*Solicitud escrita A*
¿Qué título había querido poner el autor, en un principio, a la carta a Kike sobre el jardín de Sardonedo?
*Solicitud escrita B*
Continúa, por favor, la carta a Kike sobre el jardín de Sardonedo a partir de su última oración.

*Texto proporcionado*

De palique con Kike 8

(Artículo publicado en revista ‘Ñaque’, Ciudad Real (España); nº. 15, junio 2000)


En el jardín de Sardonedo

Alguien escribió la palabra
Una voz la canta
Otro, simplemente perplejo, la escucha
Prodigiosamente, el verano se convierte en verano para todos.

         Con bastante calma, Kike, ‘mu remascaíto’, con todo el tiento y el tiempo que sean precisos, pero con esa brevedad que exigen esos hechos cuya vivencia te conduce a algo (a alguna reflexión, por ejemplo); con esta idea, pretendo seguir con el tema ese que tanto me preocupa, el del autor. De hecho, a esta carta-artículo le quería colocar, como a las dos anteriores, el título ‘¿QUIÉN TEME LA PALABRA DICHA POR OTRO?’, y agregarle [III]; pero no me he decidido a hacerlo así porque no quiero hablar hoy sobre nadie ni nada que le ponga reparos a ‘la palabra dicha por otro’; simplemente, no me apetece, ¡qué quieres que te diga! En cambio, me parece más atractivo el propósito de desentrañar la faceta encantadora de la obra escrita, por lo que he optado por ponerle a esta carta un título exclusivo para ella, resaltando la referencia al lugar, a Sardonedo, al jardín donde pasó el episodio real que hoy me dispongo a explicarte. No obstante, te advierto muy severamente que ‘de palabra dicha por otro’, del autor y su función, esta carta va. Del uso del texto, de su utilidad, de sus muchas posibilidades y del territorio donde se puede mover,  de algunas reglas del juego que nuestra relación con el autor, con el acto de utilizar su obra, bien sea para leerla, bien para interpretarla, ofrece y requiere.
         Te voy a hablar otra vez, si me lo permites, sobre el espectáculo que te comenté en el anterior ‘De palique con Kike’ y siento hacerme pesado. Como que sigue en dique seco -sin resucitar, ¡vaya!-, nada impide que te hable sin pestañear siquiera de su génesis, dejando a un lado sus frutos, de qué tipo de diálogo intenté entablar con el autor y de la agradable sorpresa que esta manera de enfocar el trabajo me deparó. Ya sé que te puede parecer que nos estamos apartando un poco del teatro escolar, que, al fin y al cabo, es el tema sobre el que gira nuestra conversación desde nuestro primer ‘De Palique con Kike’. Espero de tu fina intuición que acepte éstas como reglas generales que también afectan a la inmensa bóveda de nuestro querido teatro escolar. Te las expongo para que veas lo que puede dar de sí ese establecer un diálogo con el autor, más allá de lo que estrictamente proponga el texto que en la ocasión manejes y sin que te separes del universo personal de quien lo escribió.

*Líneas proporcionadas*
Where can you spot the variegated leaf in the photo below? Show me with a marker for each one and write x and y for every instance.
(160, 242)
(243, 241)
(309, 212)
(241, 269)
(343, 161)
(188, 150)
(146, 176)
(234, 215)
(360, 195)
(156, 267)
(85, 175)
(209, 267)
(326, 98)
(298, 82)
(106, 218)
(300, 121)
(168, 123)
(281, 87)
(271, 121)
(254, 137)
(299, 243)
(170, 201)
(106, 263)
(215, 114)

*Respuesta A*
Quería titularla ‘¿QUIÉN TEME LA PALABRA DICHA POR OTRO?’ y agregarle [III], como a las dos cartas anteriores.

*Respuesta B*
         Para empezar (y para acabar  también, porque Martín, el director, decidió que se repitiera al final del espectáculo, lo que se dice en el mismísimo broche), propuse que la Chica cantase aquella nana que canta a sus hijos, Sara y Diego. No tiene los tintes trágicos que García Lorca destaca en su recopilación de nanas, pero contiene el elemento esencial del hallazgo: es auténtica, es la nana que entona la Chica en su casa, en su intimidad, para sus hijos. Por supuesto, la nana es flamenca y te recuerdo que la Chica es gitana.
Con este planteamiento, solo aspiraba a  ‘entablar un diálogo con el autor’ y, caso de que pudiera darse, entretejer y comprometer en ese diálogo a otras gentes y a otros medios artísticos con los que potenciar el espectáculo, proponiendo la aventura de otros espacios y elementos y ampliar nuestra experiencia. A partir de ahí y persistiendo en esta forma de ver las cosas, Kike, se me ocurrió que, ya que queríamos ofrecer un homenaje a Lorca, en lugar de pretender una demostración de  lo que éramos capaces de elaborar a partir de él, ¿por qué no revelar algo del reflejo que hubiese brotado del mundo o gran parte del mundo y de los personajes que su propia poesía ha dibujado?
         ¿Qué es lo que, a partir de sus poemas, ha generado el propio océano por el que sus poemas navegan? ¿Qué destello había producido el firmamento flamenco y gitano dibujado en su poesía, como respuesta, en el arte flamenco y gitano? Si yo fuera poeta, sentiría de manera muy especial el eco que de mi poesía, una vez lanzada, rebotase en el mundo que la había provocado.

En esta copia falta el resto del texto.